DATASET EXCERPTS

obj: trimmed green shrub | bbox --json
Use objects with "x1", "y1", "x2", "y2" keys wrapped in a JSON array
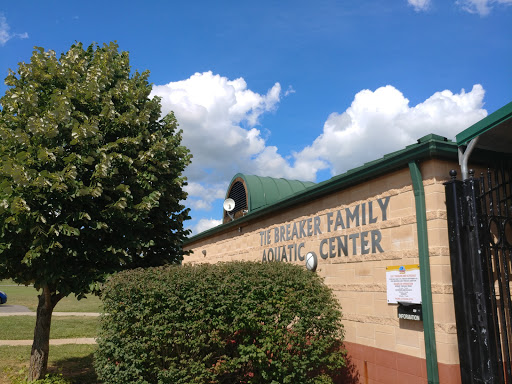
[{"x1": 95, "y1": 262, "x2": 345, "y2": 384}]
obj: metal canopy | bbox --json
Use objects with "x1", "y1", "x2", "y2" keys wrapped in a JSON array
[{"x1": 456, "y1": 102, "x2": 512, "y2": 153}]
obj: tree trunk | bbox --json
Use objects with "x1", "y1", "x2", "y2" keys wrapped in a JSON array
[{"x1": 28, "y1": 286, "x2": 62, "y2": 381}]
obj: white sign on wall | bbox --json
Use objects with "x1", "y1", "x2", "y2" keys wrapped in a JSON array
[{"x1": 386, "y1": 264, "x2": 421, "y2": 304}]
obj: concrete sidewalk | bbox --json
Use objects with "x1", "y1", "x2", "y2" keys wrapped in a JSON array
[
  {"x1": 0, "y1": 312, "x2": 100, "y2": 317},
  {"x1": 0, "y1": 337, "x2": 96, "y2": 347}
]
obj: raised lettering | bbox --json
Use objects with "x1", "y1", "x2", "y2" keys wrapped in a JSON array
[
  {"x1": 345, "y1": 204, "x2": 359, "y2": 228},
  {"x1": 377, "y1": 196, "x2": 389, "y2": 221},
  {"x1": 329, "y1": 237, "x2": 336, "y2": 257},
  {"x1": 299, "y1": 220, "x2": 306, "y2": 239},
  {"x1": 361, "y1": 231, "x2": 370, "y2": 255},
  {"x1": 306, "y1": 217, "x2": 313, "y2": 236},
  {"x1": 348, "y1": 233, "x2": 359, "y2": 255},
  {"x1": 337, "y1": 235, "x2": 348, "y2": 257},
  {"x1": 371, "y1": 229, "x2": 384, "y2": 253},
  {"x1": 334, "y1": 211, "x2": 345, "y2": 231},
  {"x1": 320, "y1": 239, "x2": 329, "y2": 260},
  {"x1": 368, "y1": 201, "x2": 377, "y2": 224},
  {"x1": 297, "y1": 243, "x2": 305, "y2": 261},
  {"x1": 326, "y1": 212, "x2": 333, "y2": 232}
]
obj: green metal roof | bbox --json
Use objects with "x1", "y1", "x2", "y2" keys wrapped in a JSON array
[
  {"x1": 184, "y1": 134, "x2": 460, "y2": 246},
  {"x1": 456, "y1": 102, "x2": 512, "y2": 153},
  {"x1": 226, "y1": 173, "x2": 315, "y2": 212}
]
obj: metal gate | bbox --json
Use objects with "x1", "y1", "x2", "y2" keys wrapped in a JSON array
[{"x1": 445, "y1": 160, "x2": 512, "y2": 384}]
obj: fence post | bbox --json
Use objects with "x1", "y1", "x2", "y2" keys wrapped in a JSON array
[{"x1": 445, "y1": 170, "x2": 504, "y2": 384}]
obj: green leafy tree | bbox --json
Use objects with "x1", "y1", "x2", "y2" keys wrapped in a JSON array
[{"x1": 0, "y1": 43, "x2": 191, "y2": 380}]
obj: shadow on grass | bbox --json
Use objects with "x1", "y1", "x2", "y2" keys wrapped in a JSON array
[
  {"x1": 333, "y1": 348, "x2": 360, "y2": 384},
  {"x1": 48, "y1": 353, "x2": 98, "y2": 384}
]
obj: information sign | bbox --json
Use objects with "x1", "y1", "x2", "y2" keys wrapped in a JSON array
[{"x1": 386, "y1": 264, "x2": 421, "y2": 304}]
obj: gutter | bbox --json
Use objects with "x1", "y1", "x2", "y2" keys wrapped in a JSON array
[{"x1": 409, "y1": 161, "x2": 439, "y2": 384}]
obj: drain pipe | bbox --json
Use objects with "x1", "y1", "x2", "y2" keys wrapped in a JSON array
[
  {"x1": 409, "y1": 161, "x2": 439, "y2": 384},
  {"x1": 459, "y1": 136, "x2": 480, "y2": 180}
]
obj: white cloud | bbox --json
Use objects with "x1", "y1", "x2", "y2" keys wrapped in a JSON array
[
  {"x1": 407, "y1": 0, "x2": 430, "y2": 12},
  {"x1": 183, "y1": 182, "x2": 228, "y2": 211},
  {"x1": 457, "y1": 0, "x2": 512, "y2": 16},
  {"x1": 152, "y1": 72, "x2": 487, "y2": 233},
  {"x1": 295, "y1": 84, "x2": 487, "y2": 175},
  {"x1": 152, "y1": 72, "x2": 281, "y2": 183},
  {"x1": 191, "y1": 219, "x2": 222, "y2": 235},
  {"x1": 0, "y1": 14, "x2": 28, "y2": 47}
]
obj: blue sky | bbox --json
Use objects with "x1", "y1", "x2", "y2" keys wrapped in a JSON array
[{"x1": 0, "y1": 0, "x2": 512, "y2": 233}]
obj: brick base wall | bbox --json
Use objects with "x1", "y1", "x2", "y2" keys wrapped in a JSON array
[{"x1": 339, "y1": 342, "x2": 461, "y2": 384}]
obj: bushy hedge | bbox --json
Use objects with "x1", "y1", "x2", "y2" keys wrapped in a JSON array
[{"x1": 95, "y1": 262, "x2": 345, "y2": 384}]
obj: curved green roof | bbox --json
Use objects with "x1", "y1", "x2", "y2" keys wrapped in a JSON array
[{"x1": 228, "y1": 173, "x2": 315, "y2": 212}]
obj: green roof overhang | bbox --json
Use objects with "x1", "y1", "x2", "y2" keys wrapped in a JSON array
[
  {"x1": 184, "y1": 134, "x2": 458, "y2": 247},
  {"x1": 456, "y1": 102, "x2": 512, "y2": 153},
  {"x1": 226, "y1": 173, "x2": 315, "y2": 212}
]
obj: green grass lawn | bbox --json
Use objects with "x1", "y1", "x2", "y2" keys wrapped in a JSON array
[
  {"x1": 0, "y1": 280, "x2": 102, "y2": 384},
  {"x1": 0, "y1": 316, "x2": 99, "y2": 340},
  {"x1": 0, "y1": 280, "x2": 102, "y2": 312},
  {"x1": 0, "y1": 345, "x2": 98, "y2": 384}
]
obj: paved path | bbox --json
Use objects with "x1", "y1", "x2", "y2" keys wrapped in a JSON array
[
  {"x1": 0, "y1": 337, "x2": 96, "y2": 346},
  {"x1": 0, "y1": 304, "x2": 100, "y2": 346},
  {"x1": 0, "y1": 305, "x2": 100, "y2": 317}
]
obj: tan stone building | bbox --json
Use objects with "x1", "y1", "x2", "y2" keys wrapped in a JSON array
[{"x1": 184, "y1": 104, "x2": 512, "y2": 384}]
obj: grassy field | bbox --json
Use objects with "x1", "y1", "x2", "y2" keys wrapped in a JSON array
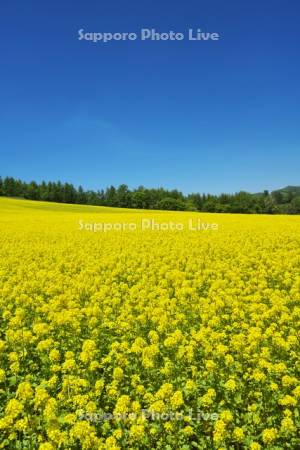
[{"x1": 0, "y1": 198, "x2": 300, "y2": 450}]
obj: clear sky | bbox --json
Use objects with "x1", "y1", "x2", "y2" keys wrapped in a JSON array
[{"x1": 0, "y1": 0, "x2": 300, "y2": 193}]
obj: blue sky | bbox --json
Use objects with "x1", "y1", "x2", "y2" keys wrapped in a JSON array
[{"x1": 0, "y1": 0, "x2": 300, "y2": 193}]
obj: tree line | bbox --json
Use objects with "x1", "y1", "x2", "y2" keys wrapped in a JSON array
[{"x1": 0, "y1": 177, "x2": 300, "y2": 214}]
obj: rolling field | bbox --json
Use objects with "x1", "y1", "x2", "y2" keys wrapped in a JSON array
[{"x1": 0, "y1": 198, "x2": 300, "y2": 450}]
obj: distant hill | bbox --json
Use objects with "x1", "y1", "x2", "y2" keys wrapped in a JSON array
[
  {"x1": 0, "y1": 176, "x2": 300, "y2": 214},
  {"x1": 271, "y1": 186, "x2": 300, "y2": 197}
]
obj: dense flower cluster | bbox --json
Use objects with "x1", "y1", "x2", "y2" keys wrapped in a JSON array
[{"x1": 0, "y1": 199, "x2": 300, "y2": 450}]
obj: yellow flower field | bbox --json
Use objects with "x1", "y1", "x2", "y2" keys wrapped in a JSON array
[{"x1": 0, "y1": 198, "x2": 300, "y2": 450}]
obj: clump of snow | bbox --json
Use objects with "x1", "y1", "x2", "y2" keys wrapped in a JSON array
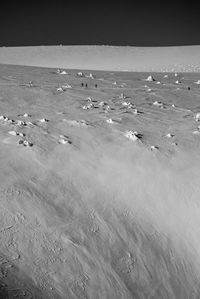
[
  {"x1": 195, "y1": 112, "x2": 200, "y2": 121},
  {"x1": 153, "y1": 101, "x2": 163, "y2": 108},
  {"x1": 194, "y1": 80, "x2": 200, "y2": 84},
  {"x1": 106, "y1": 118, "x2": 113, "y2": 124},
  {"x1": 166, "y1": 133, "x2": 174, "y2": 138},
  {"x1": 145, "y1": 76, "x2": 156, "y2": 82},
  {"x1": 40, "y1": 118, "x2": 49, "y2": 123}
]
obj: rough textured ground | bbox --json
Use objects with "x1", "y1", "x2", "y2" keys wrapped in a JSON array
[{"x1": 0, "y1": 65, "x2": 200, "y2": 299}]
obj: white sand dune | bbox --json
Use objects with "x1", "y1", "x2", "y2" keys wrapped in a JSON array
[
  {"x1": 0, "y1": 46, "x2": 200, "y2": 75},
  {"x1": 0, "y1": 65, "x2": 200, "y2": 299}
]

WHAT TO PRODUCE
Only the lines from the one containing "obj: clump of snow | bbox --json" through the last line of the data belong in the copy, both included and reproduced exactly. Pictures do not.

REPLY
obj: clump of snow | bbox --json
Use objects with "x1", "y1", "x2", "y2" keys wrapped in a JSON array
[
  {"x1": 195, "y1": 112, "x2": 200, "y2": 121},
  {"x1": 153, "y1": 101, "x2": 163, "y2": 108},
  {"x1": 194, "y1": 80, "x2": 200, "y2": 84},
  {"x1": 106, "y1": 118, "x2": 113, "y2": 124},
  {"x1": 166, "y1": 133, "x2": 174, "y2": 138},
  {"x1": 145, "y1": 76, "x2": 156, "y2": 82},
  {"x1": 40, "y1": 118, "x2": 49, "y2": 123}
]
obj: rough textured ground | bbox --json
Use objects with "x1", "y1", "x2", "y2" keys wrapped in a JSON array
[{"x1": 0, "y1": 65, "x2": 200, "y2": 299}]
obj: white sand dune | bbox --json
Use objects with "x1", "y1", "x2", "y2" keys wrapped in a JSON array
[
  {"x1": 0, "y1": 46, "x2": 200, "y2": 75},
  {"x1": 0, "y1": 65, "x2": 200, "y2": 299}
]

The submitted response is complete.